-- Text excerpt --
My guess is Kadri’s camp wanted this type of deal a few years ago, but the Leafs — not without their reasons — didn’t want to commit long term just yet. It’s possible Kadri walked away from a long-term offer last summer, choosing to bet on himself after a down year. Either way, Leafs management saw enough growth from him on and off the ice this season to sign on the dotted line through to 2022.

Leafs management also likely benefited here from the suppressive effect their bad team had on Kadri’s numbers. As we’re all aware, Kadri’s production was a hot topic for discussion all year long (and really since 2013-14, after his near-point-a-game half-season lockout year didn’t translate over a full 82 games and he hovered in the same 45-50 point range over the three seasons since).

-- Problem details --
According to the passage on Kadri's contract, through what year did Leafs management sign Kadri? The records play no part in the task.

-- Stored entries --
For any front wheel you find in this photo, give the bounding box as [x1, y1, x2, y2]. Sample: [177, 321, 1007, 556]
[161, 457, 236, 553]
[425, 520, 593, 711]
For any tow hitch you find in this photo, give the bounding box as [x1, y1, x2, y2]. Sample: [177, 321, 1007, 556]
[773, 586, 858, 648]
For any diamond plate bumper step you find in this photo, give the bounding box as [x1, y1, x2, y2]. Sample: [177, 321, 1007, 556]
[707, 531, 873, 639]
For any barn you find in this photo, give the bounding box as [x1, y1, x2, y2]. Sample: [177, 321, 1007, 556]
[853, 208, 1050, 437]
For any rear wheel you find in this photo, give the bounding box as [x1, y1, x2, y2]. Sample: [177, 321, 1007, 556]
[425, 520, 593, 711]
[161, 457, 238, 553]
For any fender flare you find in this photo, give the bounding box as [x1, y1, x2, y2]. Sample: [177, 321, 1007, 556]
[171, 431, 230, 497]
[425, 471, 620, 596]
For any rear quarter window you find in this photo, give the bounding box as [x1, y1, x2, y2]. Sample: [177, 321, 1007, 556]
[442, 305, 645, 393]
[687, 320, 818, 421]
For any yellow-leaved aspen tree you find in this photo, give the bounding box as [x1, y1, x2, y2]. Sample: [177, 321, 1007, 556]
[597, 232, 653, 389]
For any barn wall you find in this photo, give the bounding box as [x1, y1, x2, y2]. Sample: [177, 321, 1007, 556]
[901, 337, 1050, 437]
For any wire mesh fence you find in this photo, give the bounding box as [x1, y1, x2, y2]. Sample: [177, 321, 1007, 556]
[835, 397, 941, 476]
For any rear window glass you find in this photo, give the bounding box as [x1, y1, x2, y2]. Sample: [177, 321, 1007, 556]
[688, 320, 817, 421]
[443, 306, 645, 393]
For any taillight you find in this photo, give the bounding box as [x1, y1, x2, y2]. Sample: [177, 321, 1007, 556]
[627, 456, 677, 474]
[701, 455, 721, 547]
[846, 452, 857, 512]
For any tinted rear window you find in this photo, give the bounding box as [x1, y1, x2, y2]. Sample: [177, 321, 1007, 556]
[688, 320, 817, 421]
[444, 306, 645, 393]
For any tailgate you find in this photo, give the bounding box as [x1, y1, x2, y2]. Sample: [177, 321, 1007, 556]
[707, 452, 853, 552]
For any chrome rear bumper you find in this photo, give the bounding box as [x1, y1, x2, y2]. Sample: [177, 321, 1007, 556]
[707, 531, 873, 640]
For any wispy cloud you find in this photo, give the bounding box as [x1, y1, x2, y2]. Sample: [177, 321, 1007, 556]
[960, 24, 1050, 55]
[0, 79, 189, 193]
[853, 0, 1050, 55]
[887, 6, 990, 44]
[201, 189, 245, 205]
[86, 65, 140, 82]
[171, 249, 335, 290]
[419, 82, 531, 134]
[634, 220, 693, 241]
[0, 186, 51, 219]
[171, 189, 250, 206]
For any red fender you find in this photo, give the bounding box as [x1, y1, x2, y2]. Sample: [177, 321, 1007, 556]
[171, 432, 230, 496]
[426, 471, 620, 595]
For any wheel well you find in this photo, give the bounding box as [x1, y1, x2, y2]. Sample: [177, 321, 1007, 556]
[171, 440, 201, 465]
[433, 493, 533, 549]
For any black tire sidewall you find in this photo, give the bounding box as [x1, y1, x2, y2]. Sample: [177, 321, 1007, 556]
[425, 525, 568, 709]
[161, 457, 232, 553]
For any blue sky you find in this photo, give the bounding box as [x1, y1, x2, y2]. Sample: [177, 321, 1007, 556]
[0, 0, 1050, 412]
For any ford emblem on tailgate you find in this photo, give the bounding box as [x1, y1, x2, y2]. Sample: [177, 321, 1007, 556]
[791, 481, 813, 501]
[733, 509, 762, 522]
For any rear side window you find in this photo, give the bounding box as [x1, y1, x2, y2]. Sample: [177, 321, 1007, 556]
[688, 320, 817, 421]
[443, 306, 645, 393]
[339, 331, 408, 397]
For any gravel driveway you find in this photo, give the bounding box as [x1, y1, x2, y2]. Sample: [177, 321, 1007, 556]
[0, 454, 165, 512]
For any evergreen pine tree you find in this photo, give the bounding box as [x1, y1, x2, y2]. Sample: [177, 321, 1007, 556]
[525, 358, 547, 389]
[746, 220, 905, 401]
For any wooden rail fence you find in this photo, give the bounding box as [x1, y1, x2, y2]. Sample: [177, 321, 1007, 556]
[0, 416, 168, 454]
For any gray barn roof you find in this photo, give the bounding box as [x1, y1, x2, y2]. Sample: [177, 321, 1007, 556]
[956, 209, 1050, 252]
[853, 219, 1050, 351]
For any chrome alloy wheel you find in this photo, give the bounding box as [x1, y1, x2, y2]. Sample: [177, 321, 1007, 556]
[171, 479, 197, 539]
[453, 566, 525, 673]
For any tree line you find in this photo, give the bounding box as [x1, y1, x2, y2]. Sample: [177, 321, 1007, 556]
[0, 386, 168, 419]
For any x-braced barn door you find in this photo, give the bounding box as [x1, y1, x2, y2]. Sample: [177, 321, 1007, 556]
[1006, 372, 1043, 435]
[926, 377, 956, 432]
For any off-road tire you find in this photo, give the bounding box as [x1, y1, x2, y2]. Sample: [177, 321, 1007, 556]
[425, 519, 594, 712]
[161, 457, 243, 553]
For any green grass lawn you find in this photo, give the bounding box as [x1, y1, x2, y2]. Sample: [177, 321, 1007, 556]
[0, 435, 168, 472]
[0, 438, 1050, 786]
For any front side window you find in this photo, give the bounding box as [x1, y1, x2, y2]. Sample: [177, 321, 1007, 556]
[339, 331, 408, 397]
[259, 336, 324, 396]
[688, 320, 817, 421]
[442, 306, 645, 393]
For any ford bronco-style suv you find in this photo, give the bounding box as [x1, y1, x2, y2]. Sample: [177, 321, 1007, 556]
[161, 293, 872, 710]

-- Result below --
Through 2022.